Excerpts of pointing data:
□ □ □ □
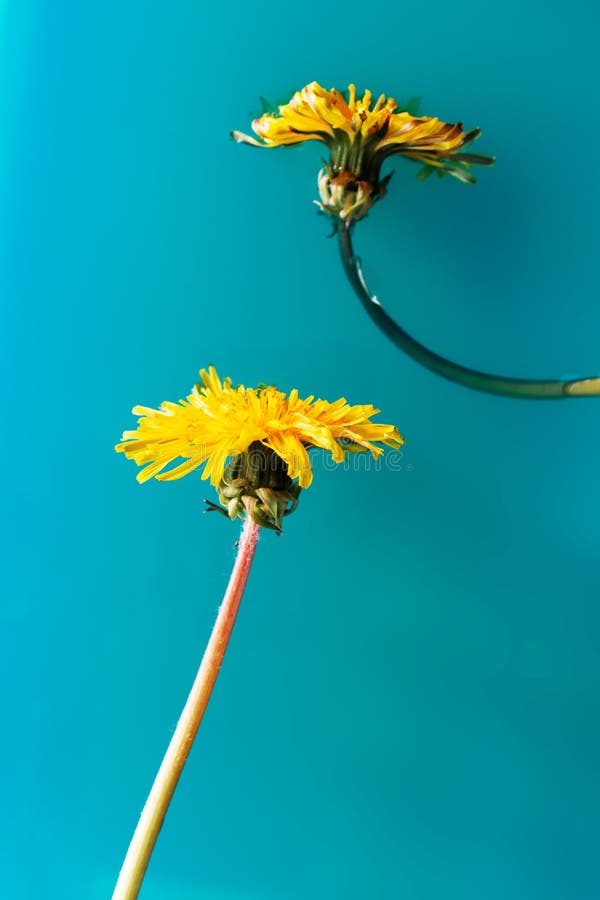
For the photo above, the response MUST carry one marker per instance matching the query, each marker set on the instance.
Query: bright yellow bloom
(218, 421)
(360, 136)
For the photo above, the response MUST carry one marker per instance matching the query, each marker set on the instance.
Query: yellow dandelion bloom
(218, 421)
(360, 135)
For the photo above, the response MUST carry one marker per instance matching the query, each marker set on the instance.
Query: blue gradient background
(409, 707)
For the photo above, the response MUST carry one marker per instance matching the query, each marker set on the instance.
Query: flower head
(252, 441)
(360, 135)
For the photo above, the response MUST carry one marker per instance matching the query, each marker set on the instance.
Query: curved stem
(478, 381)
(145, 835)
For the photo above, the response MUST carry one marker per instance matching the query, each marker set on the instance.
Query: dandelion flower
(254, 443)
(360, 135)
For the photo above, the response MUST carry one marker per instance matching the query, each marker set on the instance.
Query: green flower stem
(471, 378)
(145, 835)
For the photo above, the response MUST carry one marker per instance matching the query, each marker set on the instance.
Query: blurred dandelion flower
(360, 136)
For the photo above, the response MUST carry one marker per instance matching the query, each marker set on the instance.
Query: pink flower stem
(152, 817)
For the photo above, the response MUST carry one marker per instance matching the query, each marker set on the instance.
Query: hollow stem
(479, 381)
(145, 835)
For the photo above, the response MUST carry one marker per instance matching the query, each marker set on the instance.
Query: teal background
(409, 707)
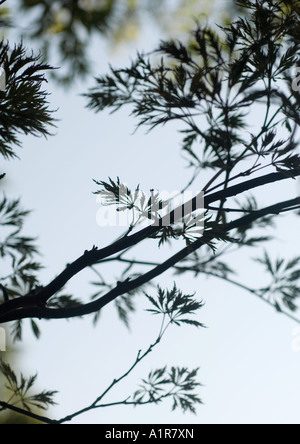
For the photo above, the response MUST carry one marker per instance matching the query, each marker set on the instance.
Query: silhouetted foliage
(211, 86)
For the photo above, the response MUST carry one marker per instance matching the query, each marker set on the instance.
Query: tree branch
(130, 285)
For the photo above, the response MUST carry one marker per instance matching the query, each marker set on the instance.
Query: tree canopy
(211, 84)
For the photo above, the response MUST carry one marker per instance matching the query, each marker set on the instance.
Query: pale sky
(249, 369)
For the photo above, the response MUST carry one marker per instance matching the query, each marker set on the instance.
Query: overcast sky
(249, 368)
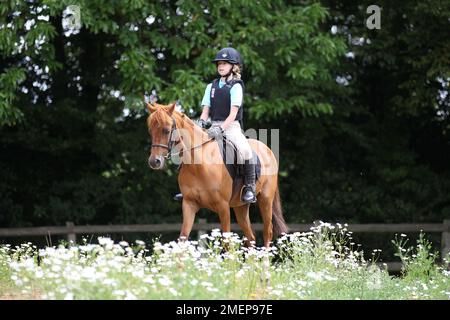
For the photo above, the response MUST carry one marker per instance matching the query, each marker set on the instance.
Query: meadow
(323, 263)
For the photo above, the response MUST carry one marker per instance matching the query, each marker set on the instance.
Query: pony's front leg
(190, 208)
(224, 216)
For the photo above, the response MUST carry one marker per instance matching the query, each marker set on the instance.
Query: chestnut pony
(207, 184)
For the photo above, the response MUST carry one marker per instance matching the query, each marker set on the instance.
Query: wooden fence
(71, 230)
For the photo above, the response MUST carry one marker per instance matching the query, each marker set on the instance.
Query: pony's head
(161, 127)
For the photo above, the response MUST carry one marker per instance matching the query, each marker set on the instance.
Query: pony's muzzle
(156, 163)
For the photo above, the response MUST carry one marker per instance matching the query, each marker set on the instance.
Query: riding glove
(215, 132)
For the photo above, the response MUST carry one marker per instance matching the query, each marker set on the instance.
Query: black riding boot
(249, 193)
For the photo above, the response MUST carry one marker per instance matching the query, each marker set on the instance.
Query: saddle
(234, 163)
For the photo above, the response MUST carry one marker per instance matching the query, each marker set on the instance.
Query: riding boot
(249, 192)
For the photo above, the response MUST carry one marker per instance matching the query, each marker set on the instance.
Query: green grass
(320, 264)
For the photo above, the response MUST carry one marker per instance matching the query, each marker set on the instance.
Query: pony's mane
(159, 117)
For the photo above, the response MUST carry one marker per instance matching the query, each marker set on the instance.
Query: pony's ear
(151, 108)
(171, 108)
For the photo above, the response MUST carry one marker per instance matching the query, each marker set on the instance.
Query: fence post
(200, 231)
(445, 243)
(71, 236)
□ □ □ □
EXERCISE: Send back the data above word for word, with the pictures left out.

ANSWER TO THE PROBLEM:
For the photo above, the response MUST carry one marker per instance matching the query, each marker set on the instance.
Query: bright yellow bloom
(218, 421)
(360, 136)
For the photo above, the response MUST carry one marker per instance matching the query, each marker set on the instance.
Query: yellow dandelion bloom
(218, 421)
(360, 135)
For the photo above, the response MUST carry one marker per instance matching the query, each marker set on the instance.
Query: blue gradient background
(409, 707)
For the photo above, the response MUST carry one marker per instance matching the query, each marker set on the instance.
Query: flower head
(252, 441)
(360, 135)
For the photo above, the response MUST carry one marker per instance matching the query, each marker set on the instance.
Query: curved stem
(478, 381)
(145, 835)
For the photo above, the response MUST carry one marker per instance matching the query, each marker set on the instance.
Query: dandelion flower
(254, 443)
(360, 135)
For the photo above, the response MUST carry one marker per instance matching the query, each marker set on the instance.
Query: green flower stem
(471, 378)
(145, 835)
For the photo above, the response MUST carry one marker per instance matching the query, each marker set on the instance.
Query: blurred dandelion flower
(360, 136)
For the photo above, the response MUST carry one marker per instance matching the query, each marker set on the instance.
Query: pink flower stem
(152, 817)
For the photo above, the response MUST carry one marker per instance matching the query, each marker set on the instance.
Query: hollow stem
(479, 381)
(145, 835)
For the photo above, the response MUST carry one marker per instance matching the query, each marker set on the instance.
Query: teal background
(409, 707)
For the photo above, the response MUST carry one marker per instance matching the query, each marker set on the instance.
Query: silhouetted foliage
(211, 86)
For the photo above, the response MUST carry one marker per instance matching the query, each marker set on the instance.
Query: tree branch
(130, 285)
For the photo above, the response MUST carry one marker per instance matching the query, each marker set on the instance.
Query: tree canopy
(211, 84)
For the photo above, the response MUST carry one marker per instance matching the query, each marker set on the instance.
Query: pale sky
(249, 369)
For the photo above, the response MUST carry one marker per instance matching the query, each marker set on the instance.
Query: overcast sky
(249, 368)
For the photo above, the response MUST carry one marker per instance matching the query, each marker set on the instance.
Query: meadow
(323, 263)
For the photo above, the response MUST carry one marker per instance matching the query, each marker set on the instance.
Query: pony's front leg
(190, 208)
(224, 216)
For the photo above, the response MUST carry one marker per instance matching the query, each marker set on the instance.
Query: chestnut pony
(207, 184)
For the photo above, the response MUST carry one marker per instance matching the query, each marker set on the instance.
Query: wooden fence
(71, 230)
For the photo above, the response MUST carry one marker per instance matching the query, each marker set on the instance.
Query: pony's head
(161, 127)
For the photo above, the response MUST carry one marker per instance matching the query, each marker set on the instance.
Query: pony's muzzle
(156, 163)
For the photo above, the response MUST carry one marker per instance matching the query, each marker set on the instance.
Query: riding glove
(215, 132)
For the photo above, the response MUST carry one marker per instance matching the query, each marker set on the instance.
Query: black riding boot
(249, 193)
For the photo above, the response MUST carry one marker per instance matching the query, each marker set on the instance.
Query: saddle
(234, 163)
For the photo above, the response MUST carry one marker per instance matching the query, each marker set on the instance.
Query: riding boot
(249, 192)
For the photo above, the response MUST carry one marker per instance matching the query, each marker set on the instance.
Query: green grass
(320, 264)
For the photo above, the response MUST carry one marker per instance matching the query, each marker set on the instance.
Query: pony's mane
(159, 117)
For the photo above, the response MUST carry one marker per instance matching the query, each marker set on the instance.
Query: pony's ear
(151, 108)
(171, 108)
For the photo above, the response MUST carry one marker per instance matching the query, each marker set on the instance.
Query: fence post
(200, 231)
(445, 243)
(71, 236)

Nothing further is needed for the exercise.